── Extrait retenu

Pionnier du transport vert, Jacky Perrenot connait depuis plusieurs années une croissance exponentielle. A la tête du groupe depuis 15 ans, Philippe Givone a accéléré le développement de l’entreprise et entamé sa transition écologique et énergétique (TEE). L’entreprise est passée de 60 millions d’euros de chiffre d’affaires en 2007 à 900 millions d’euros en 2021.  Il nous explique les raisons de ce succès.
 

Big média : Vous avez transformé le modèle stratégique de Jacky Perrenot pour y intégrer les enjeux climatiques. Comment cela s’est-il passé ?

Philippe Givone : Il y a dix ans on a commencé à observer un déclin du modèle des hypermarchés. L’évolution de la distribution des produits agroalimentaires vers les drives et les magasins de proximité ont complètement transformé notre business. Mais, qui dit plus de magasins de proximité dit plus de pollution sonore. Si le CO2 est abstrait, le bruit, lui ne l‘est pas. L’enjeu pour le transporteur est simple : faire face à ces contraintes imposées au voisinage et livrer de façon intelligente, en prenant en compte la pollution sonore. Nous avons donc cherché et trouvé une solution pour livrer sans bruit et avec des véhicules frigorifiques, réduisant la pollution sonore et atmosphérique. 

Cette réflexion est née de discussions avec Julien Torre Frappa, alors à la tête de Frappa Carrossier, une belle PME ardéchoise indépendante. Ce dernier a très vite senti l’opportunité. C’est lui qui a cru en ce projet. Il était convaincu que nous proposions un modèle vertueux qui porterait ses fruits en termes de business. Il savait par ailleurs qu’il pouvait compter sur nous. Grâce à ses tests menés sur l’azote, il a pu construire des véhicules hybrides. Une révolution.

────
── Liste des entrées

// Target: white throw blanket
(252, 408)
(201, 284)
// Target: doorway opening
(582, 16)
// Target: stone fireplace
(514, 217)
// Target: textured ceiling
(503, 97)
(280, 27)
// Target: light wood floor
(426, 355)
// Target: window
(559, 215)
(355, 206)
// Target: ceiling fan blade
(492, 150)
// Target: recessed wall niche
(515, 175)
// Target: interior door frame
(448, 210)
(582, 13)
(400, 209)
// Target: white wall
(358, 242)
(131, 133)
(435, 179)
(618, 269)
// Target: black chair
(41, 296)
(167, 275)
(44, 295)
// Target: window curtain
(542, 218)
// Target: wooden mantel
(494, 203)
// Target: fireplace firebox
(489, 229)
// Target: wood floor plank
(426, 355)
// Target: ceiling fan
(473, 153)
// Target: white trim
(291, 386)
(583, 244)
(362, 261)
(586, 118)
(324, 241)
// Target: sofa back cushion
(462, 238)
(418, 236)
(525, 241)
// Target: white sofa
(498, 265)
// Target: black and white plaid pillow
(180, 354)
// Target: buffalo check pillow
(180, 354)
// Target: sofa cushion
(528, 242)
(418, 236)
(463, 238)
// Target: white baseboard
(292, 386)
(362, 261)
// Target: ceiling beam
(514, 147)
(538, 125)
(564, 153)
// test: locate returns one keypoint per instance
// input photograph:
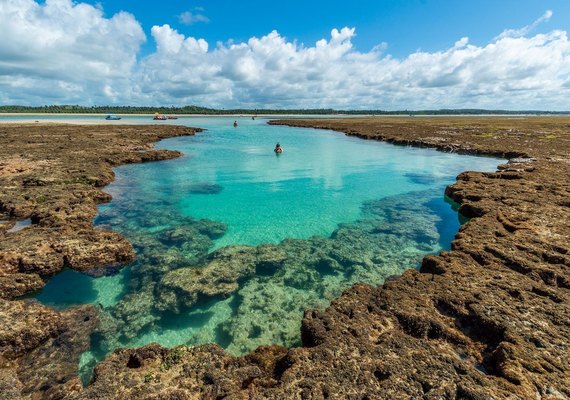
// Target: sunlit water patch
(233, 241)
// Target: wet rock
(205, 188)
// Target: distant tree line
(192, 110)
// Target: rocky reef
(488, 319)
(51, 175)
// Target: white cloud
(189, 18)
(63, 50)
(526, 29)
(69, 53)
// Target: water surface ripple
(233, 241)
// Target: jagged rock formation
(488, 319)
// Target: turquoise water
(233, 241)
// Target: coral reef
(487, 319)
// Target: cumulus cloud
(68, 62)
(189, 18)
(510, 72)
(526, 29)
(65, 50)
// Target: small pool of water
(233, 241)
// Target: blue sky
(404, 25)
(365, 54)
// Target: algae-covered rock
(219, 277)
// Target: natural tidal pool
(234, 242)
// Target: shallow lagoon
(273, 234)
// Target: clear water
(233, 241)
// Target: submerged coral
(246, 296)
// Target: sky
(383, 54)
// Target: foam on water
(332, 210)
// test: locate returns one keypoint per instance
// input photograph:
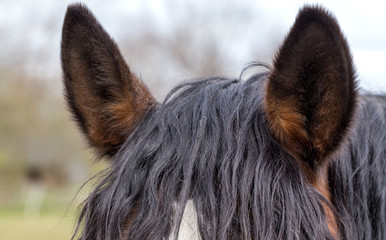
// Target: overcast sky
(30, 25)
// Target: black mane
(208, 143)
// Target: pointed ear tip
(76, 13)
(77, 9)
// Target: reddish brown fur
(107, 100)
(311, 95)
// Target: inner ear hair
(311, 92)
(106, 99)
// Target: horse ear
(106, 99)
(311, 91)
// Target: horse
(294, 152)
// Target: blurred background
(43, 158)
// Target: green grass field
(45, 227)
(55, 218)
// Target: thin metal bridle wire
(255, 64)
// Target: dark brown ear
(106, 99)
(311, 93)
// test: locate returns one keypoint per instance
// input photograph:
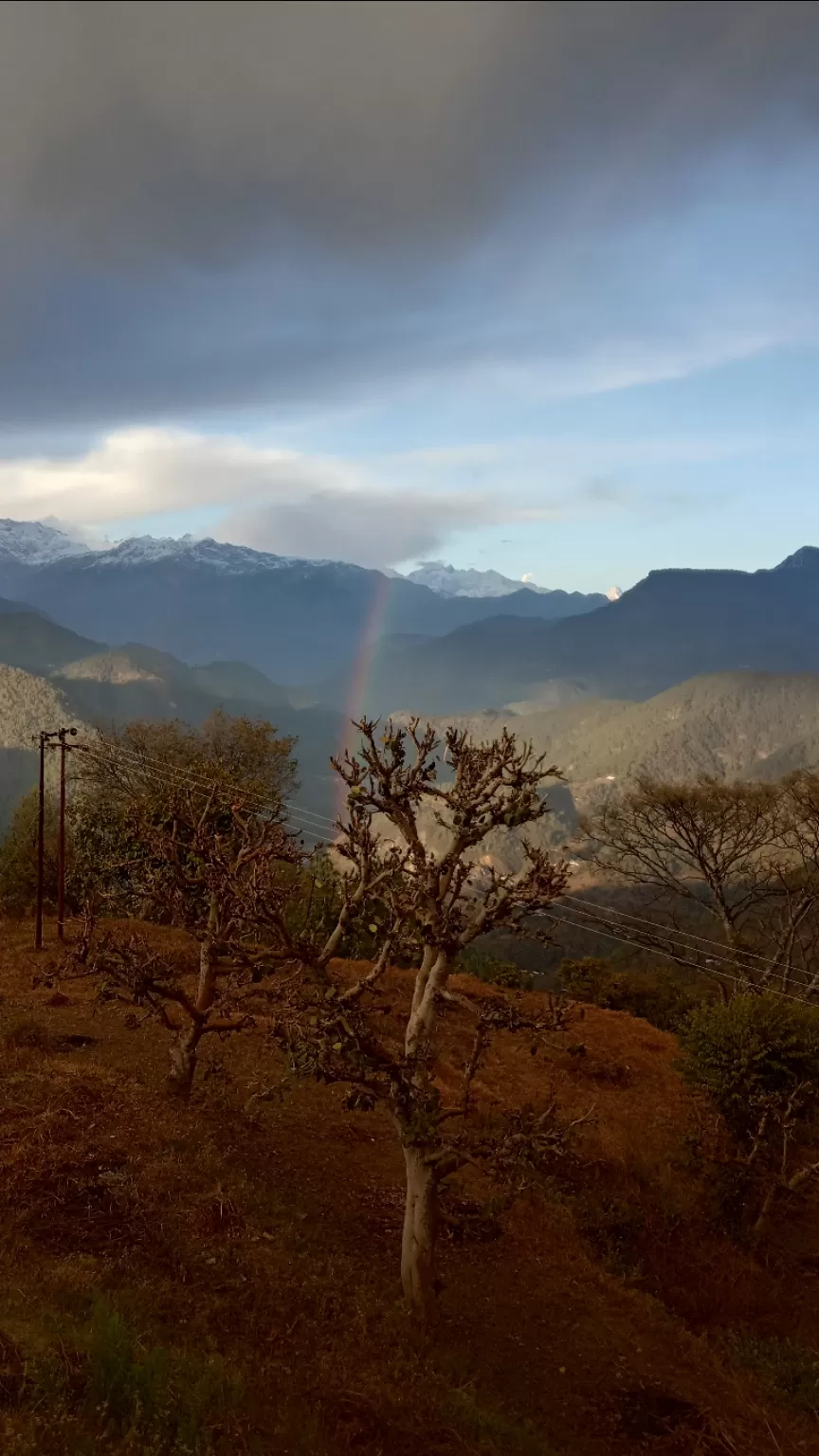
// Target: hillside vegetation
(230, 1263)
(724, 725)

────
── Liste des entrées

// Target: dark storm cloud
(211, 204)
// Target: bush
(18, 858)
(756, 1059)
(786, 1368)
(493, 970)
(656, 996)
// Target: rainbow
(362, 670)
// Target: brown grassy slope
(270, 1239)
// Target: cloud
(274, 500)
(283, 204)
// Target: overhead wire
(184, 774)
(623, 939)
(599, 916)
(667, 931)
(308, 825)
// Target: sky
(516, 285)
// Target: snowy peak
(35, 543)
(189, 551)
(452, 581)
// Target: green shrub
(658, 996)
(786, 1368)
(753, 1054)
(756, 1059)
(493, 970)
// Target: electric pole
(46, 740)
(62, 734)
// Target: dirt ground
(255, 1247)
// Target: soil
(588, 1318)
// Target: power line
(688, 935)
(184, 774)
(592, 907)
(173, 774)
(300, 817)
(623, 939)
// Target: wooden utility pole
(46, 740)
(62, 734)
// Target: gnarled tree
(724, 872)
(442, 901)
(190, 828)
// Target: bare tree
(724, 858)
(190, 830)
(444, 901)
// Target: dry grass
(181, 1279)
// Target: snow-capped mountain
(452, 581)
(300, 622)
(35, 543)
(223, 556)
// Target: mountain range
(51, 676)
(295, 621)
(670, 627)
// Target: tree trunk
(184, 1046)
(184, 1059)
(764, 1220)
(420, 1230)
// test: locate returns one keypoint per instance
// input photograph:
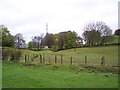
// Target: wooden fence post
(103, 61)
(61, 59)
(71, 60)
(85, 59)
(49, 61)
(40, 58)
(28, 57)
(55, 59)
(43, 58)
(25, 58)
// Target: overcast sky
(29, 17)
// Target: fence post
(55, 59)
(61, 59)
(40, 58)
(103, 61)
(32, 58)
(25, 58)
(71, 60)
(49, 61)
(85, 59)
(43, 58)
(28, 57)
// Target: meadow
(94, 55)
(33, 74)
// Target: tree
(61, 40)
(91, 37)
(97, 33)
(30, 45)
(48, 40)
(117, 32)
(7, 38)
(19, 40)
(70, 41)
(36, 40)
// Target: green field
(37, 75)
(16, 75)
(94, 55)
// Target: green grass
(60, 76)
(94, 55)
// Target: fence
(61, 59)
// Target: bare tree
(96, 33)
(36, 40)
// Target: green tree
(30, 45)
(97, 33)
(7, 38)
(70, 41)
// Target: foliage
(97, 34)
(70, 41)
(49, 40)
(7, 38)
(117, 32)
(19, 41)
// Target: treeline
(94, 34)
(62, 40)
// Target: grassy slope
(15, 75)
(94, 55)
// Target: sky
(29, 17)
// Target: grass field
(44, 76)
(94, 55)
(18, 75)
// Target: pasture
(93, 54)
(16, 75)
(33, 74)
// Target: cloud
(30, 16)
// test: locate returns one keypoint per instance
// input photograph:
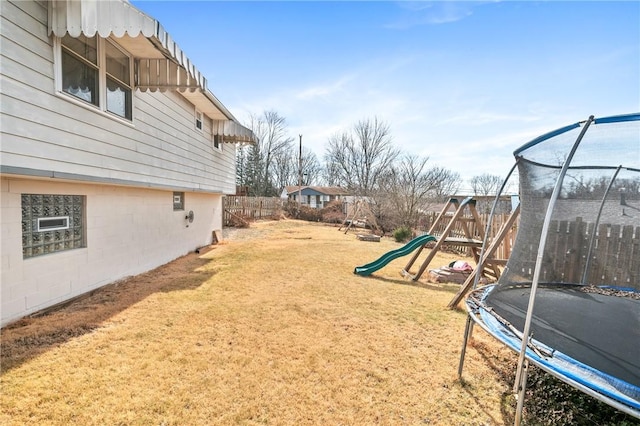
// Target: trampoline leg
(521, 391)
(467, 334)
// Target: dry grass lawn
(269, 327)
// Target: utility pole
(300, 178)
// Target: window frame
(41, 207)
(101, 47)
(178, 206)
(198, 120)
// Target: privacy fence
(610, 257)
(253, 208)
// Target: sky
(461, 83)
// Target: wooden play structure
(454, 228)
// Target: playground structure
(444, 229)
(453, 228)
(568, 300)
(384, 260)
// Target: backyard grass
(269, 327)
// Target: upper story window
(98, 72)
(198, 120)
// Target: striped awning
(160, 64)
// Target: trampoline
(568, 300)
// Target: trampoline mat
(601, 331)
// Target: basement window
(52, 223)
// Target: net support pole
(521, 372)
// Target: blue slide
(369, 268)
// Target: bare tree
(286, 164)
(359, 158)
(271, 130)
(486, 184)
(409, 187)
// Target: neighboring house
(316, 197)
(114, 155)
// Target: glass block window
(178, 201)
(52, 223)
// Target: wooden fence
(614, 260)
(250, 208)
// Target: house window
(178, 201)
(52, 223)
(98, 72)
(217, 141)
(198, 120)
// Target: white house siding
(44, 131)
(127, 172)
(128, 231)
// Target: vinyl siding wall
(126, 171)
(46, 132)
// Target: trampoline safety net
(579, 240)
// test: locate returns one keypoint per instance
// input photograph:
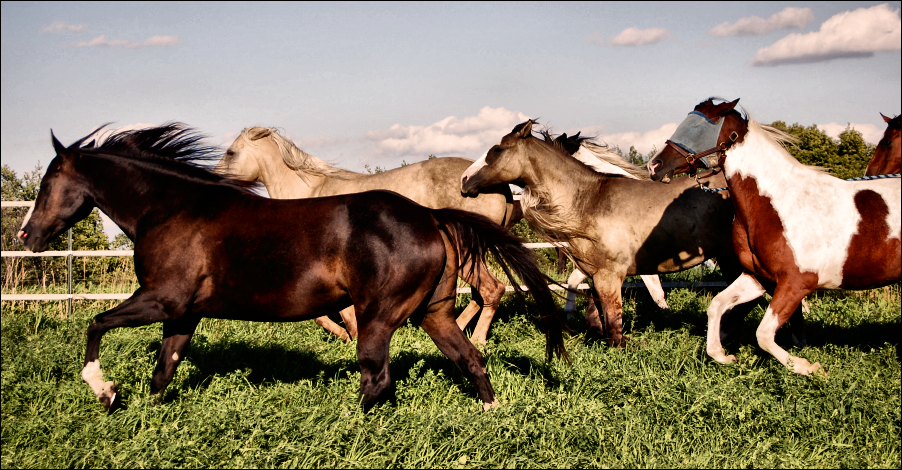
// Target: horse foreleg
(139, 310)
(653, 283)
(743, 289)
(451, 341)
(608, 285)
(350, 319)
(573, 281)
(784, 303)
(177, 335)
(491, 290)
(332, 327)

────

**Consignes**
[1] Reproduisez fidèlement le passage de l'extrait sur Jacky Perrenot qui commence par "Pionnier du transport" et va jusqu'à "s’est-il passé ?".
[2] D'après l'extrait sur Jacky Perrenot, quel chiffre d'affaires l'entreprise a-t-elle atteint en 2021 ?
[3] Prolongez l'extrait sur Jacky Perrenot en écrivant la suite qui vient après sa dernière phrase.
Les entrées ne servent à rien ici.

**Réponses par consigne**
[1]
Pionnier du transport vert, Jacky Perrenot connait depuis plusieurs années une croissance exponentielle. A la tête du groupe depuis 15 ans, Philippe Givone a accéléré le développement de l’entreprise et entamé sa transition écologique et énergétique (TEE). L’entreprise est passée de 60 millions d’euros de chiffre d’affaires en 2007 à 900 millions d’euros en 2021.  Il nous explique les raisons de ce succès.
 

Big média : Vous avez transformé le modèle stratégique de Jacky Perrenot pour y intégrer les enjeux climatiques. Comment cela s’est-il passé ?

[2] 900 millions d'euros.

[3]
BM: Mais rapidement, vous avez fait le choix d’aller encore plus loin. 

PG: Tout à fait. Nous étions sûr de ne pas avoir encore trouvé la bonne solution pour les véhicules moteurs. Nous nous sommes donc lancés dans une démarche de collaboration et de co-construction. Avec un autre constructeur, nous avons mis en place une flotte de véhicules qui fonctionne au gaz. Vous allez me dire que le gaz reste une énergie fossile et vous avez raison. Sauf que nous utilisons du biogaz issu des déchets, grâce au principe de la méthanisation. Une solution facile à identifier pour l’ensemble des acteurs, consommateurs, clients et parties prenantes. Nous avons même imaginé le slogan : “Je roule avec mes déchets”.  Carrefour a très vite adhéré au projet, ENGIE aussi. Ensemble, nous avons tous accepté de partager les risques. Évidemment cela a été difficile et chronophage. Mais finalement, le test de récupération des déchets organiques dans les magasins pour les méthaniser a été concluant. C’est un cercle vertueux. Les véhicules émettent aujourd’hui moins de 50 décibels quand ils roulent, autant qu’une simple conversation à deux, tout en polluant moins.

TEE dans les transports, « les décisions ont à prendre maintenant !»

BM : Comment êtes-vous parvenus à opérer une telle transition ?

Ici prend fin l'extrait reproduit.